### Reading passage:
*****

Sunday, October 29, 2006

art and food

D was in a juried art show which had its opening last night, so we went and mingled with other other artists and art lovers. Some good stuff--above is the 1st prize winner, which was called "Emerging."
And here is my favorite painting of D's in the show:

And here is the food--it was solid fare of the cheese-cracker-grape-olive variety, but I particularly liked the signs, which suggested mysterious food and drink misbehavior at past openings that I'd like to hear more about.

Monday, October 23, 2006

one of the 50 best restaurants in America

I went out to dinner with some friends last Friday--a kind of memorial dinner. We did an informal writing retreat in the summer, and want to keep the energy alive; also just to have fun.
We went to Parker's New American Bistro and it was wonderful--above is my entree, a moistly tender piece of pork loin with just the right amount of chewiness. And here's the lamb sausage on a polenta cake appetizer: also extremely good (I snagged the last bite).

*****

### List of tasks:
(a) In the blog post, what was the name of the first prize winner at the juried art show?
(b) Reproduce the blog post's text between "I went out to" and "the last bite).", inclusive.

### Dataset entries on where objects appear:
*****

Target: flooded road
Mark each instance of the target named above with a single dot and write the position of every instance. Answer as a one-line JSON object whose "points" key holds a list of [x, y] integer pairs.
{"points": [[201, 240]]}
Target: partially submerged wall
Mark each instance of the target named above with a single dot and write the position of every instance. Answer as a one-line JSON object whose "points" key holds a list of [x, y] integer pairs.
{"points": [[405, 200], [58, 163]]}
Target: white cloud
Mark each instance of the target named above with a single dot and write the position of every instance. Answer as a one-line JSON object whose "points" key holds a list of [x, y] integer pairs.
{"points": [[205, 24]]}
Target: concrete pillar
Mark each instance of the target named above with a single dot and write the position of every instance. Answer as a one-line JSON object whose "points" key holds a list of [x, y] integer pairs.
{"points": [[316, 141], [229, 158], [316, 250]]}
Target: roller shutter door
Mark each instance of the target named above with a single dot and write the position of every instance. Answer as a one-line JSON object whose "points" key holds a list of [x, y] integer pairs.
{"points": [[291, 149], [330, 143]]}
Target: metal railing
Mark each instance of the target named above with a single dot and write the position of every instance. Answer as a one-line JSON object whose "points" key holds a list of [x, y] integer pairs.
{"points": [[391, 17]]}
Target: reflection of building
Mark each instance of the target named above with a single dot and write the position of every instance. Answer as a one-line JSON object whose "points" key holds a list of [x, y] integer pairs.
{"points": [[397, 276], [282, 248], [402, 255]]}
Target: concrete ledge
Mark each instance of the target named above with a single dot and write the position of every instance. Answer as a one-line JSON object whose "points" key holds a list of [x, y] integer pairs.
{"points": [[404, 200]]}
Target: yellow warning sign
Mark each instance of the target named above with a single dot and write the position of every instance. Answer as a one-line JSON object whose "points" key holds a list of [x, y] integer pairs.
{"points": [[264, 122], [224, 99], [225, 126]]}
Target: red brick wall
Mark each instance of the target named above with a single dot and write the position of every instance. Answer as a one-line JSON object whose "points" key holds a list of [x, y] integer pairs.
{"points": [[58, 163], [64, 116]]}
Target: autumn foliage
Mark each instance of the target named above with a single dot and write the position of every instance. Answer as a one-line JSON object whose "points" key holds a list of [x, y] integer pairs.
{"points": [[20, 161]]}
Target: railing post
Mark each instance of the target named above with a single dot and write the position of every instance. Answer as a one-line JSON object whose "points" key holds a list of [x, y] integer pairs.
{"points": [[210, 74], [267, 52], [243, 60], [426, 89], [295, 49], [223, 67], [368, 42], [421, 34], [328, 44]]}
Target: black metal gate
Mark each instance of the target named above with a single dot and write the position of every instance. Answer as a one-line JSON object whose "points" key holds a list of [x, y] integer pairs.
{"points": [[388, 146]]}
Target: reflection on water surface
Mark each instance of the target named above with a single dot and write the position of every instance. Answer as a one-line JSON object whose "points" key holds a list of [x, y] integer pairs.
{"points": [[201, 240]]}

*****

### The answers:
(a) It was called "Emerging."

(b)
I went out to dinner with some friends last Friday--a kind of memorial dinner. We did an informal writing retreat in the summer, and want to keep the energy alive; also just to have fun.
We went to Parker's New American Bistro and it was wonderful--above is my entree, a moistly tender piece of pork loin with just the right amount of chewiness. And here's the lamb sausage on a polenta cake appetizer: also extremely good (I snagged the last bite).